政府は介護保険と同様に、75歳以上の後期高齢者医療制度でも保険料の見直しに向けた検討を進めている。8日には共同通信が、高所得者の年間上限額を80万円程度へ引き上げる方向で調整に入ったと伝えた。
そもそも、後期高齢者医療制度の財政はどうなっているのか、保険料はどのように設定されているのか、見直しの狙いはどこにあるのか、ここで改めてまとめた。【Joint編集部】
後期高齢者医療制度は、75歳以上の高齢者の医療費を社会全体で支えていくことを目指すもの。国や自治体の公費、国民の保険料、患者の窓口負担を財源として運営されている。このうち窓口負担を除いた給付費は、概ね公費50%、保険料50%で賄われている。
給付費の50%を賄う保険料は、現役世代と高齢者の双方で負担を分かち合う決まり。所得の高い現役世代が概ね40%を、高齢者が残りの10%を支払っている。ただし、この割合は現役世代の人口の減少に合わせて調整されていく。パイが大きくなる高齢者の負担割合が徐々に上がっていく仕組みで、今年度は11.72%となっている。
高齢者の保険料は、都道府県ごとに個人単位で割り振られる。改定は2年に1度で、今年度の1人あたりの平均は月額6472円だ。
具体的な金額を定める際の軸は2つ。皆で平等に負担を分かち合おうという「均等割」と、経済状況の差に目を向けようという「所得割」を組み合わせる。生活に余裕のない人は「所得割」の部分が少なく、「均等割」の部分も2割免除、5割免除、7割免除と軽減されていく。一方で恵まれている人の場合、「所得割」の部分が負担能力に応じて上がっていくことになる。
もっとも、高所得者の負担も青天井ではない。際限なく徴収することにならないよう、年間の保険料に上限額が設けられている。現行の上限額は66万円。厚労省によると、この上限額に達している後期高齢者は全体の1.29%(今年度推計値)だという。共同通信は8日、この66万円を80万円程度まで引き上げる案が議論されていると報じた。

——

後期高齢者医療制度の保険料を扱った本文を、最後の文の後から書き継げ。

——

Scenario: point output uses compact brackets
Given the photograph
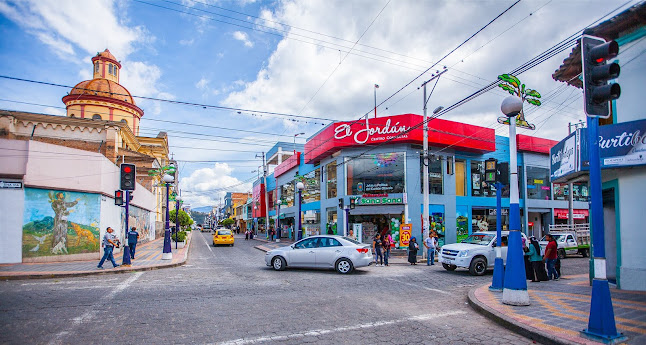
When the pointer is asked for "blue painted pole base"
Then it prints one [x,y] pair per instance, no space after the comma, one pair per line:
[498,276]
[601,324]
[126,256]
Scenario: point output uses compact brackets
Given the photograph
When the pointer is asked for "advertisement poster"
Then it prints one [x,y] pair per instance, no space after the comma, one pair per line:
[405,234]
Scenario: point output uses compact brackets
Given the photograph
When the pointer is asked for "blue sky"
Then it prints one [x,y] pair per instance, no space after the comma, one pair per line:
[310,58]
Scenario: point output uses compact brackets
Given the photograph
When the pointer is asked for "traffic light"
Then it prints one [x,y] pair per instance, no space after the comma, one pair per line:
[118,197]
[128,172]
[596,72]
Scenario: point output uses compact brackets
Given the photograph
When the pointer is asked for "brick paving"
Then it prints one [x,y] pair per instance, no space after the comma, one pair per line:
[559,311]
[148,256]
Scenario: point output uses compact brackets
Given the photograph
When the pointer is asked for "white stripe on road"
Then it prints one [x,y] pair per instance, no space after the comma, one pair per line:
[88,315]
[317,332]
[420,286]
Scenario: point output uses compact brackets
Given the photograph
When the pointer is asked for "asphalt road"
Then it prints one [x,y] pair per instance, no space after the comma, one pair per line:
[226,295]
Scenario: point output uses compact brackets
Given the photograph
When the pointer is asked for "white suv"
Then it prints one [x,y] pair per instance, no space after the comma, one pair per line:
[476,253]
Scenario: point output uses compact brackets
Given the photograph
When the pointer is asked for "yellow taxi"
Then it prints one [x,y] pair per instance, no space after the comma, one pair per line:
[223,236]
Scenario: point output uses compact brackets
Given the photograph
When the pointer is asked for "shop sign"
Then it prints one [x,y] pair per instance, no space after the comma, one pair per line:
[405,233]
[381,201]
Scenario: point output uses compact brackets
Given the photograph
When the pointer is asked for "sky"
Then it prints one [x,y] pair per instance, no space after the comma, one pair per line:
[284,67]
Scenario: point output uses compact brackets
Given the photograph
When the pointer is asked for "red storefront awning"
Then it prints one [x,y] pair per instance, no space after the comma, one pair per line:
[562,213]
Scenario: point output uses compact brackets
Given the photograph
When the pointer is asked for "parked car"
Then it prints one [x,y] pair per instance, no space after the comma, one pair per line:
[476,253]
[326,251]
[569,242]
[223,236]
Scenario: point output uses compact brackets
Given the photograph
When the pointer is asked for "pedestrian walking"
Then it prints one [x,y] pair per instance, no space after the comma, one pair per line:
[386,244]
[133,238]
[412,251]
[377,246]
[537,273]
[109,242]
[550,257]
[430,243]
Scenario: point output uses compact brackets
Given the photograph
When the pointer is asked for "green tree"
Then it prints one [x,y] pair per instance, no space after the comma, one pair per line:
[184,219]
[513,85]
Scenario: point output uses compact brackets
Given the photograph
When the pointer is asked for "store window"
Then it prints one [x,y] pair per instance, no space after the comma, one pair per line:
[479,187]
[330,172]
[580,190]
[435,176]
[312,190]
[538,183]
[460,178]
[376,174]
[287,195]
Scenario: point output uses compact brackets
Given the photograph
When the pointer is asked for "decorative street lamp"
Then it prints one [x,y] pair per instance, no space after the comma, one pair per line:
[300,187]
[167,254]
[515,285]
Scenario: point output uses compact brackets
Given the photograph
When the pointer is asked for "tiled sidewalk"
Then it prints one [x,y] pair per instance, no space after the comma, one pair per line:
[559,311]
[148,256]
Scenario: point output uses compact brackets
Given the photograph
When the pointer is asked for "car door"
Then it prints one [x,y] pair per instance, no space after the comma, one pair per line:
[304,253]
[328,252]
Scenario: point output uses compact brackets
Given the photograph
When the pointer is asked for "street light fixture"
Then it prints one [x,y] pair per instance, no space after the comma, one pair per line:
[515,285]
[300,187]
[167,254]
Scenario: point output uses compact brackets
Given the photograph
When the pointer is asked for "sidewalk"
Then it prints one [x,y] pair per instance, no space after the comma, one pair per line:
[559,311]
[148,257]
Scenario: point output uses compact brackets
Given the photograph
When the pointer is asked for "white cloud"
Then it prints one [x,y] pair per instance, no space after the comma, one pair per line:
[243,37]
[205,187]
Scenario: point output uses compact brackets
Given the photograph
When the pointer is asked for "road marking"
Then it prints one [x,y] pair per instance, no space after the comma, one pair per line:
[317,332]
[207,244]
[88,315]
[420,286]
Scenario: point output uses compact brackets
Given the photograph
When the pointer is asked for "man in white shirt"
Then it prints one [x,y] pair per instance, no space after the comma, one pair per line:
[430,243]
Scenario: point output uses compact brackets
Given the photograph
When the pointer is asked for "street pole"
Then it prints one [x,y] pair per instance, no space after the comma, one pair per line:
[425,208]
[498,268]
[601,321]
[126,249]
[515,284]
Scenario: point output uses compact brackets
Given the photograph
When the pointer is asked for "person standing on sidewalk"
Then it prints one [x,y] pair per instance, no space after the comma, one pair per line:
[133,237]
[108,244]
[550,257]
[430,244]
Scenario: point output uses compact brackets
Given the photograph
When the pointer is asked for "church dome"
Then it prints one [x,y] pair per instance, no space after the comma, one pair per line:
[103,88]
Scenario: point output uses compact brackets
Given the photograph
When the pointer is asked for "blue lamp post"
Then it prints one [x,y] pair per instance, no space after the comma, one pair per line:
[300,187]
[167,254]
[515,285]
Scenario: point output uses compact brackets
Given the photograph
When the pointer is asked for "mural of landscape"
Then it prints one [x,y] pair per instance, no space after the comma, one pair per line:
[60,223]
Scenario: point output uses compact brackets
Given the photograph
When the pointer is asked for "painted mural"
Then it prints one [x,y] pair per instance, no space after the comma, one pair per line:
[139,218]
[60,222]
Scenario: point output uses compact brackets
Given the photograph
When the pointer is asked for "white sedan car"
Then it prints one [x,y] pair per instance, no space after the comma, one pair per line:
[326,251]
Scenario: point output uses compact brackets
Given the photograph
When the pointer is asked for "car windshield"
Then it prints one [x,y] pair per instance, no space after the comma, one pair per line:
[481,239]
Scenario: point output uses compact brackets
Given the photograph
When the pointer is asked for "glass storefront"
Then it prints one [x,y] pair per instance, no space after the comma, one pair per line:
[376,174]
[561,191]
[538,183]
[435,176]
[330,172]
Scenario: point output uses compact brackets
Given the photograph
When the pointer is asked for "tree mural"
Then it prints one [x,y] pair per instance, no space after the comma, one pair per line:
[513,85]
[61,211]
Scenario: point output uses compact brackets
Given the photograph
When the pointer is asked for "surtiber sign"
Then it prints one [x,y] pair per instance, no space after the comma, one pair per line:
[375,133]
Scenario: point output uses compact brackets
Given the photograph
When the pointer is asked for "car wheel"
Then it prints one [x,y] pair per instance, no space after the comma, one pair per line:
[478,266]
[561,253]
[278,263]
[344,266]
[449,267]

——

**演習の解答**
制度が発足した2008年度、高所得者の保険料の年間上限額は50万円だった。この14年間で段階的に16万円引き上げられてきたが、政府は更に追加的な施策も検討している。背景にあるのはやはり、急速な少子高齢化と厳しい経済状況だ。
後期高齢者の医療費は、今年度の予算ベースでおよそ18.4兆円。右肩上がりで推移しており、高齢化が加速度的に進む今後は更に膨張していくとみられる。
一方、現役世代の人口は急激に減少していく。人口動態に応じて調整する仕組みはあるものの、これから個々の負担が一段と重くなっていくのは避けられない。現役世代は賃金も十分に上がっておらず、子育て世帯を中心に生活に余裕のない人が多い。企業や保険者などからも、「負担は既に限界にきている」と警鐘が鳴らされている。
政府が保険料の見直しを検討するのは、生活に余裕のある高齢者に相応の負担をしてもらうことが目的。高齢者どうしの再分配機能を強化しつつ、現役世代の負担が重くなり過ぎないようにする狙いがある。